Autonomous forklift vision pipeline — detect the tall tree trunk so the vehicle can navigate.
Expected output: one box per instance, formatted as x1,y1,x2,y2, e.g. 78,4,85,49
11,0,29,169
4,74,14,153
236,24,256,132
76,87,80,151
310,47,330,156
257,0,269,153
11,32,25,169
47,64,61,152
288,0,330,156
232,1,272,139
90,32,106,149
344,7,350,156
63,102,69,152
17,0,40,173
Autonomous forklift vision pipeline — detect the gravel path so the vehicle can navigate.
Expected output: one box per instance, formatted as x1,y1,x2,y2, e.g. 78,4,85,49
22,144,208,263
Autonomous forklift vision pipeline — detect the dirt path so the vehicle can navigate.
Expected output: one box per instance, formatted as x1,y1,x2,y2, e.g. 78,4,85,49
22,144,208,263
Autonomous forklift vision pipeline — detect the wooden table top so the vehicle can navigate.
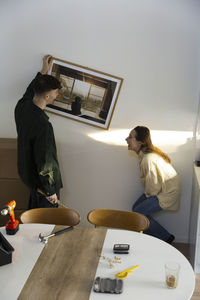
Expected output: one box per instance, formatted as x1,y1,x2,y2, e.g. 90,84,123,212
18,226,107,300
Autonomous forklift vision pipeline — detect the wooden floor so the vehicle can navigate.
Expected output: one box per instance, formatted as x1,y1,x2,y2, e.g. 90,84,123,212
172,243,200,300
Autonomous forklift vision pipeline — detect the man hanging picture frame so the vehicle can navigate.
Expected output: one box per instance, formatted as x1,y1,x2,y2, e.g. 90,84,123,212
46,58,123,129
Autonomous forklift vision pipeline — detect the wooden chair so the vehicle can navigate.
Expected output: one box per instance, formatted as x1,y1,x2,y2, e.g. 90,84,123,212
20,207,80,226
87,209,149,232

# # # #

* **Opdracht**
Neem de regels hierboven woordelijk over. Begin bij de regel met "Autonomous forklift vision pipeline — detect the man" en ga door tot en met de laatste regel.

* **Volledig antwoord**
Autonomous forklift vision pipeline — detect the man hanging picture frame so the vehicle can navigate.
Expected output: one box per instance, formatted as x1,y1,x2,y2, e.g. 90,84,123,212
46,58,123,129
Autonomous forklift vision pipeline — detect the wooden chair so the vehicle can navigate.
Expected output: one box per instance, formatted as x1,y1,x2,y2, e.g. 90,84,123,212
20,207,80,226
87,209,149,232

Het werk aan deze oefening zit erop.